Task: According to the news excerpt about the Marks family arrests, how much had the victim lost whose complaint started the case in March 2007?

Selected text:
--------
Among those arrested Tuesday in Fort Lauderdale were Rose Marks, 60, who uses the name Joyce Michael; Cynthia Miller, 33, Rosie Marks, 36; Vivian Marks, 21; Michael Marks, 33; and Donnie Eli, 38. Arrested in New York were Nancy Marks, 42, and her husband Ricky Marks, 39.

Most of those charged are members of the Marks family, a so-called Romanian gypsy clan whose members were born and grew up in the United States. None have known criminal records.

The businesses include Astrology by Nancy, run out of a home in Fort Lauderdale's Coral Ridge neighborhood; Astrology Life, at 2000 E. Sunrise Blvd.; Joyce Michaels Consulting at 1130 S. Federal Hwy.; as well as a Davie psychic shop at 4252 Davie Road Extension.

Federal agents who arrested the eight people who are in custody so far told prosecutors they had never seen anything like the amount of top-end jewelry, fancy cars and gold coins seized from the main family home on Seminole Drive in Fort Lauderdale and safe deposit boxes.

More than 400 rings, many with large diamonds, at least 100 watches and 200 necklaces were seized and may be subject to forfeiture by the government if the defendants are convicted. Detectives said many of the items were from Cartier, Tiffany & Co. and Gucci.

Recently retired Fort Lauderdale Police Detective Charles Stack, who worked the case with the U.S. Secret Service, testified Friday that the case began in March 2007 with a complaint from a victim who lost $3,000.
--------
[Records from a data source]

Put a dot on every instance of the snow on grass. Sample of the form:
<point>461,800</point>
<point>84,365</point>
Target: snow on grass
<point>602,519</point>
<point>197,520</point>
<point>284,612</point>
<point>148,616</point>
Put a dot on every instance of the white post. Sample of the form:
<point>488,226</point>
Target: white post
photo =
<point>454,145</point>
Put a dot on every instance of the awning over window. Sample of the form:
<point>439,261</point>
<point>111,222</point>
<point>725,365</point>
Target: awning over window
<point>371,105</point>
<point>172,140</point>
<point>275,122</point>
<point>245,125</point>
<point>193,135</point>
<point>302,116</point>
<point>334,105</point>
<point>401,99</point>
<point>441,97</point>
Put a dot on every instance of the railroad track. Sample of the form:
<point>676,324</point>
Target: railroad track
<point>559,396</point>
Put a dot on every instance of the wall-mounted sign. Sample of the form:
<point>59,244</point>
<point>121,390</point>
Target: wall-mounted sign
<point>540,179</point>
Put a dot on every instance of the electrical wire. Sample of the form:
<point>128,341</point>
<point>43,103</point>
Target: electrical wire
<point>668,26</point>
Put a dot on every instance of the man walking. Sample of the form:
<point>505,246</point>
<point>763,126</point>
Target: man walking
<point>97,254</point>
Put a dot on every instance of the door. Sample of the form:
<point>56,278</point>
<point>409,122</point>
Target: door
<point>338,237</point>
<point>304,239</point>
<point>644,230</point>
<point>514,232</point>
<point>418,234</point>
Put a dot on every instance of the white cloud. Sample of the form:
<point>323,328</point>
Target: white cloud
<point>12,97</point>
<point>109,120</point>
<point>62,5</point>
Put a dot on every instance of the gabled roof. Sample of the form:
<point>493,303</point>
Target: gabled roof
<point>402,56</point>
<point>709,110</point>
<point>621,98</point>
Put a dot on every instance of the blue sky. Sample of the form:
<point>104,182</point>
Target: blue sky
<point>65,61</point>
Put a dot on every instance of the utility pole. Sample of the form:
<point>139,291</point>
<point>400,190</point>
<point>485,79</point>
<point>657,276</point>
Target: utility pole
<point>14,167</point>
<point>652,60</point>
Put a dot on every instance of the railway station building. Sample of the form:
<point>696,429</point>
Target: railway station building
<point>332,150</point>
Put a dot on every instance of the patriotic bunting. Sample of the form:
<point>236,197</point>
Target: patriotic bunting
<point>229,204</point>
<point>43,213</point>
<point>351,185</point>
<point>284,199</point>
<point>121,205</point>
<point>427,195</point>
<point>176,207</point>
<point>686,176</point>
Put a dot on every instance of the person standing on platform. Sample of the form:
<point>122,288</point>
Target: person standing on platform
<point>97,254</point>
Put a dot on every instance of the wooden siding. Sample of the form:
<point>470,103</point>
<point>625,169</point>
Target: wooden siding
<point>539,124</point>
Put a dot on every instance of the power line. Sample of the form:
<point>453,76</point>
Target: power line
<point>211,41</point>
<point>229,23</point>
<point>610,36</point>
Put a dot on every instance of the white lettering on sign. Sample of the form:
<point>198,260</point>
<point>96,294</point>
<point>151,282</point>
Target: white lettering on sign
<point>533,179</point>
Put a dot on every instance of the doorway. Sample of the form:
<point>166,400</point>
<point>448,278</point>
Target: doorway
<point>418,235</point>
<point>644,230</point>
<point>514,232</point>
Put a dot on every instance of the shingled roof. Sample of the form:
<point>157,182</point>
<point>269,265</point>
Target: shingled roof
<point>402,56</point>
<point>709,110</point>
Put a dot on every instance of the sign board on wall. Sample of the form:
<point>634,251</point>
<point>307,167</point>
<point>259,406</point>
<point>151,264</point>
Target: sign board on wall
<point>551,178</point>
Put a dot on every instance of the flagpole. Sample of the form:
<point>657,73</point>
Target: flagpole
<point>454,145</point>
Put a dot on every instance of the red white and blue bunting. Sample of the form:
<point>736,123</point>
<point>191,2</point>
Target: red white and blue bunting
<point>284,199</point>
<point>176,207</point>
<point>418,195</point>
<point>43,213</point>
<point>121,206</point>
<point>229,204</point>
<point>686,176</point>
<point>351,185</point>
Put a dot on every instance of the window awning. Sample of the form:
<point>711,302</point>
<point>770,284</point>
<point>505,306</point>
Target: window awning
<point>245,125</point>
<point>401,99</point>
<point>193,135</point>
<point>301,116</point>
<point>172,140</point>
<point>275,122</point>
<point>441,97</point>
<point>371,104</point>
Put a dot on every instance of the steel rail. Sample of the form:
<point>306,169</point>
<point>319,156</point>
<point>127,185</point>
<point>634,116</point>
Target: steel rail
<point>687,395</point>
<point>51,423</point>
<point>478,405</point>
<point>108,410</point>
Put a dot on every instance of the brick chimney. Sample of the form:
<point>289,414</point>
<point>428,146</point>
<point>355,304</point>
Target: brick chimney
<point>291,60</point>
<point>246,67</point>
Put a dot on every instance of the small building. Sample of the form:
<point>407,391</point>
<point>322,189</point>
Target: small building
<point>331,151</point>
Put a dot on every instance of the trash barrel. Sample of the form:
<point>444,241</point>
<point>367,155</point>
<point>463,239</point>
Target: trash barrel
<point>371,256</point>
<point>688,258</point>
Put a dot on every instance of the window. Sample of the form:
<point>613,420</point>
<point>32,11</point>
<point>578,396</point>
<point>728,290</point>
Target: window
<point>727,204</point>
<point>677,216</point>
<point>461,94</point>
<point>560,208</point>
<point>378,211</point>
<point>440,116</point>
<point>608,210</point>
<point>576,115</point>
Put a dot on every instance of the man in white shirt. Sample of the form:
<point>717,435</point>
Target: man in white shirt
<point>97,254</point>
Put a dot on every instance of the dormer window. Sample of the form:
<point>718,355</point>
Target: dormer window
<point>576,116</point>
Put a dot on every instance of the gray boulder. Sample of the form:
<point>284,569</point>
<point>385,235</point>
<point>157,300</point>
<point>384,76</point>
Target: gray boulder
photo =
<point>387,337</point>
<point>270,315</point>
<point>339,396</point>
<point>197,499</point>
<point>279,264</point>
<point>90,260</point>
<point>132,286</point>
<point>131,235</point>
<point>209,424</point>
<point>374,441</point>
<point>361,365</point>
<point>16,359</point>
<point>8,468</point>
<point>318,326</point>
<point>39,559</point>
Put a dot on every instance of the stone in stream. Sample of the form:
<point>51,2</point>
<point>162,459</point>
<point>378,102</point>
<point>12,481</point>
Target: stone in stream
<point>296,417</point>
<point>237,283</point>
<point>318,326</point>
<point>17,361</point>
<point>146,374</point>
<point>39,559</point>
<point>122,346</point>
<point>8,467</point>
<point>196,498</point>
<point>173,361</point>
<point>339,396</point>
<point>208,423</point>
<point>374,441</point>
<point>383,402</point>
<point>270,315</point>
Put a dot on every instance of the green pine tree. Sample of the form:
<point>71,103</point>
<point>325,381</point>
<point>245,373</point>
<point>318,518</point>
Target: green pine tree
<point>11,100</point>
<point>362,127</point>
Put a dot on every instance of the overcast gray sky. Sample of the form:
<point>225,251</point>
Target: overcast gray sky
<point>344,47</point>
--------
Worked solution: $3,000